> TASK DIRECTIONS: Everything from the line containing "of the smiling" to the last line of the records must be returned verbatim; nothing else belongs in the output.

> ENTRIES PROVIDED:
▬▬▬▬▬▬

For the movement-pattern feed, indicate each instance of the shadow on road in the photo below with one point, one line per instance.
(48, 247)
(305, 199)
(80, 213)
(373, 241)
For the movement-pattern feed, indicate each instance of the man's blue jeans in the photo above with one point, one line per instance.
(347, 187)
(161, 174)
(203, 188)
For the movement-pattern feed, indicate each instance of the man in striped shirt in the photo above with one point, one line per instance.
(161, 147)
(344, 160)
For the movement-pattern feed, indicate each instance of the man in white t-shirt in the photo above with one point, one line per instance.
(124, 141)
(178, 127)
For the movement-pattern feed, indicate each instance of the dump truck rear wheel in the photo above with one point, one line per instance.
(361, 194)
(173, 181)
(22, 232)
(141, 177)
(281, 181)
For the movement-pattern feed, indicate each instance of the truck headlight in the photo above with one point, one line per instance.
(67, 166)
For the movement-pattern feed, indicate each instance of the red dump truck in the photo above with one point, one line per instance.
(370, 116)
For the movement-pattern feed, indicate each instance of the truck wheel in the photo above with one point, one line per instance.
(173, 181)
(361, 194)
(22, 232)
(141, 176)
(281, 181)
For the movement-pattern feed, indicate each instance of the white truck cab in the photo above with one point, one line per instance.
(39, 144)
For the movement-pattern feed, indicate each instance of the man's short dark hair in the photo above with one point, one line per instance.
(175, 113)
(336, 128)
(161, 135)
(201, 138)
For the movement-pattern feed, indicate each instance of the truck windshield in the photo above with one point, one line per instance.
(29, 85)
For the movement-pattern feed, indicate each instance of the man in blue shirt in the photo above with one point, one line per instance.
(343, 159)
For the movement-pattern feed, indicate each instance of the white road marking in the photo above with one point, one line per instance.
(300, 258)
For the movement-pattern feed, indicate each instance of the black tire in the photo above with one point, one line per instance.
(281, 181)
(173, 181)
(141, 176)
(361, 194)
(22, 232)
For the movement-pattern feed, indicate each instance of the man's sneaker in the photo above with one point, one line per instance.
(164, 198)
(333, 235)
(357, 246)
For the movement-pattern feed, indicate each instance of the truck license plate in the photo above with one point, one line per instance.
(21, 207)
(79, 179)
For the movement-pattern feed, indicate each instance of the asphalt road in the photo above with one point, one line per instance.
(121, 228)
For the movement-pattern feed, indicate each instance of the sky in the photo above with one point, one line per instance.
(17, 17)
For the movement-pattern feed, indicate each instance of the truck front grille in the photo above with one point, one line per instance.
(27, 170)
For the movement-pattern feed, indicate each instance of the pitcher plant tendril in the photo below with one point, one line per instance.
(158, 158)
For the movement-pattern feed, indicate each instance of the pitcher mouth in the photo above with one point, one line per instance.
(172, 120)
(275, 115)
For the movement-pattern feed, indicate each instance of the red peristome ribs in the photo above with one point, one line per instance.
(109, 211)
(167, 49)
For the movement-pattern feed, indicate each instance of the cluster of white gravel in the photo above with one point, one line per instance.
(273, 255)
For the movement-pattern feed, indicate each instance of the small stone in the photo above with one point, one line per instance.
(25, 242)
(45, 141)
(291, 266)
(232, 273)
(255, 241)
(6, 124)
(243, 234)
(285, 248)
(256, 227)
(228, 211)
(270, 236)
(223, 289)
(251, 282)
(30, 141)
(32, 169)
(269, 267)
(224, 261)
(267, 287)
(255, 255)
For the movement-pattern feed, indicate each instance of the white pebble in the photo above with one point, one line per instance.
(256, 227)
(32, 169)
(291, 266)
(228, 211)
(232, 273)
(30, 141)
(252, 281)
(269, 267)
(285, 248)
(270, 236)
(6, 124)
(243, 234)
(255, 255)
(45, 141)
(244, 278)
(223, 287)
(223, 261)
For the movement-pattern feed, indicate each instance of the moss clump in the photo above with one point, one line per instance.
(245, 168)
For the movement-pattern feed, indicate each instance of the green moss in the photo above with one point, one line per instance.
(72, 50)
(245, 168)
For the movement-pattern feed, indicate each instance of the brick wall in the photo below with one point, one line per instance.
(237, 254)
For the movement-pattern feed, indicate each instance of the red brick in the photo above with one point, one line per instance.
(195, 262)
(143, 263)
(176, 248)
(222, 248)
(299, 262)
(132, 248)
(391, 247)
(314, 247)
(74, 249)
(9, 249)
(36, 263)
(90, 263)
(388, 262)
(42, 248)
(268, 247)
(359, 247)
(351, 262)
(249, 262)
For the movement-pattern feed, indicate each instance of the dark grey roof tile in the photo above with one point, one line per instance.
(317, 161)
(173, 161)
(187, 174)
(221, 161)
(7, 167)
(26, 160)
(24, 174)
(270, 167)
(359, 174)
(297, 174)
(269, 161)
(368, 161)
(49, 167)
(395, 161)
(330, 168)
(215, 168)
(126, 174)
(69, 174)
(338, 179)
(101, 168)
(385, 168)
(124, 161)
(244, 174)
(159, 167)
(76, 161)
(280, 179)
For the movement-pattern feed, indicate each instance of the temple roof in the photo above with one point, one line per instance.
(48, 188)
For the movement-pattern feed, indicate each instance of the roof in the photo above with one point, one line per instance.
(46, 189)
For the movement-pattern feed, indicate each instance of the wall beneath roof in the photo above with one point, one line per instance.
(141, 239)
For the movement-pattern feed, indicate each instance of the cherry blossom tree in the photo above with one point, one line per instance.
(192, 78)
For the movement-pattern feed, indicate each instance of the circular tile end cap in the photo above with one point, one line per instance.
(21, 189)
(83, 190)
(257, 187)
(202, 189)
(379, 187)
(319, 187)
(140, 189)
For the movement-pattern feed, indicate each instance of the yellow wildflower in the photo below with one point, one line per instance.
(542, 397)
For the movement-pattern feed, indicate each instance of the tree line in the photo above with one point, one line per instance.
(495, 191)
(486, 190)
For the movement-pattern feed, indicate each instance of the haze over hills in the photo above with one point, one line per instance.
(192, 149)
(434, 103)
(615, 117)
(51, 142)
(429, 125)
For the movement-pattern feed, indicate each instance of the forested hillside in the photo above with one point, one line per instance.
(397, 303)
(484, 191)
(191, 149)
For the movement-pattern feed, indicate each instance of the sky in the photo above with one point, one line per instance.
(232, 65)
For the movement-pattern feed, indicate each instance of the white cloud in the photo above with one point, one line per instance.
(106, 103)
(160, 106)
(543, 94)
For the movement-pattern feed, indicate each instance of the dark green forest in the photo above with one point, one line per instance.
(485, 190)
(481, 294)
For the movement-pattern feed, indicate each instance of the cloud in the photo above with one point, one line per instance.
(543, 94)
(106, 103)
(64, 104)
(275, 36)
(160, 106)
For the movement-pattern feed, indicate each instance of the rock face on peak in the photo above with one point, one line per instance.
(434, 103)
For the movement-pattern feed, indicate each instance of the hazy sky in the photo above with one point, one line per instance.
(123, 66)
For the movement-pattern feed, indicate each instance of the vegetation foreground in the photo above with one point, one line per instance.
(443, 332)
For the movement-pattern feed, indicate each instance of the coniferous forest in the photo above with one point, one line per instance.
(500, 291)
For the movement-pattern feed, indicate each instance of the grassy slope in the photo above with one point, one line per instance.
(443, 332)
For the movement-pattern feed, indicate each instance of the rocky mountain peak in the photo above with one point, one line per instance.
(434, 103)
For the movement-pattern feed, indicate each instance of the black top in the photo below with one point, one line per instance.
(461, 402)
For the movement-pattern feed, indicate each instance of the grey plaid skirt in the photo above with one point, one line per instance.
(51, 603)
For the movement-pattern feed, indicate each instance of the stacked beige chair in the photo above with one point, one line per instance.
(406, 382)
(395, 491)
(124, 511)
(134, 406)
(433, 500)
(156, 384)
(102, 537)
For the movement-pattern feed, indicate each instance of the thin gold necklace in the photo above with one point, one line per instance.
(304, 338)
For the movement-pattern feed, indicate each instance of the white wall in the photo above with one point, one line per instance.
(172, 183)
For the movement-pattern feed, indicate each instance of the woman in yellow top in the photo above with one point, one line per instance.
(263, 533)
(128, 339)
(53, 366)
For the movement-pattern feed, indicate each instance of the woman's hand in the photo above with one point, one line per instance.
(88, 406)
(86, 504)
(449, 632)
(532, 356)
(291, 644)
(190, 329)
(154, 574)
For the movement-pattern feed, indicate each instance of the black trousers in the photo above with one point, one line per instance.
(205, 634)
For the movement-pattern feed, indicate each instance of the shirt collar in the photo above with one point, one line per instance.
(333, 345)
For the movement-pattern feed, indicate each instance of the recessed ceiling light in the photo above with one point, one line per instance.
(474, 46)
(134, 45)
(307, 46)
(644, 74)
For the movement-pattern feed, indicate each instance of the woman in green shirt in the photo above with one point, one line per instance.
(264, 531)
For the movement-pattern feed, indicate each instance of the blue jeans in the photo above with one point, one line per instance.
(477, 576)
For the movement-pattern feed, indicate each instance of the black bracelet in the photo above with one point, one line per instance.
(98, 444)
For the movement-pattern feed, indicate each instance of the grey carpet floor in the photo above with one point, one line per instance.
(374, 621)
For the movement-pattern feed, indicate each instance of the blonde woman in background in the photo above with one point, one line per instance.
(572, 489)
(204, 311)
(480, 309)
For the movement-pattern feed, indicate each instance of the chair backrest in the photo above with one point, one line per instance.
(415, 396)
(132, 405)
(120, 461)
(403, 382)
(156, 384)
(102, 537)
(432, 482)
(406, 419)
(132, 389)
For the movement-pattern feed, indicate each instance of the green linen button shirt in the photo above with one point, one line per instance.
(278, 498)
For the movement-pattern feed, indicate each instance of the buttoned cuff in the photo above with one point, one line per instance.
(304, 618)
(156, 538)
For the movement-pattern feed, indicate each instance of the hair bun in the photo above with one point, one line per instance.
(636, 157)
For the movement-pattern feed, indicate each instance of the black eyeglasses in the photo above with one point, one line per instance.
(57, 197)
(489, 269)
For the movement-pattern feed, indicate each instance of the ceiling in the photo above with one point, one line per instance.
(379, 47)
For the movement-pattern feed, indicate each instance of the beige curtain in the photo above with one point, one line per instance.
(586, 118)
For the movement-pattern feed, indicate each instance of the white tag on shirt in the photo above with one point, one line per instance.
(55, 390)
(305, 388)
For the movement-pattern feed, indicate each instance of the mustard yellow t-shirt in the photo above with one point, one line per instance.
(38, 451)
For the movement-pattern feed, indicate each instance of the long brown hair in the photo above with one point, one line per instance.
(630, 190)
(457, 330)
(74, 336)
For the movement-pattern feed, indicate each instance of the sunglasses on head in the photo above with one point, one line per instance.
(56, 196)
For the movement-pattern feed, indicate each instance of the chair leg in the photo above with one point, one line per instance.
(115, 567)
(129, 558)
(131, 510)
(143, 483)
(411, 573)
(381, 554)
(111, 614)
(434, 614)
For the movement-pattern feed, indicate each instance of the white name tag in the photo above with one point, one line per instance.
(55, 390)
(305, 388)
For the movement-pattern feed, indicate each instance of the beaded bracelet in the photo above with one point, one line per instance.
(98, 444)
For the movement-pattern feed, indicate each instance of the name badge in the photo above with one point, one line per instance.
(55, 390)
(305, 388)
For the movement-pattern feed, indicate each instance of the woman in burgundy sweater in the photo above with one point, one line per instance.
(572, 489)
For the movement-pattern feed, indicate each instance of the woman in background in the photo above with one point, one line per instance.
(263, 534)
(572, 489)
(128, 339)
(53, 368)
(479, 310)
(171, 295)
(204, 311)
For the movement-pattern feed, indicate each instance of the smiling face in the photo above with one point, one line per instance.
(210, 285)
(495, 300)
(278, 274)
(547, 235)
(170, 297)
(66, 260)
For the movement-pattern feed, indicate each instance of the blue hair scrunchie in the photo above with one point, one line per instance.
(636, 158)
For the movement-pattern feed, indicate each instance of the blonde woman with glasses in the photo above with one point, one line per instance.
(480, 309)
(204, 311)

▬▬▬▬▬▬

> SOLUTION:
For the movement-pattern feed, indicate each instance of the smiling face in the photo above with one point, one line per instance.
(210, 285)
(495, 300)
(278, 274)
(547, 235)
(170, 297)
(66, 260)
For the movement-pattern feed, indicate each instance of the blue hair scrunchie in the photo above with one point, one line per instance.
(636, 158)
For the movement-pattern feed, indicate each instance of the blonde woman with glasses in the photo above with one point, one line per instance.
(480, 309)
(204, 311)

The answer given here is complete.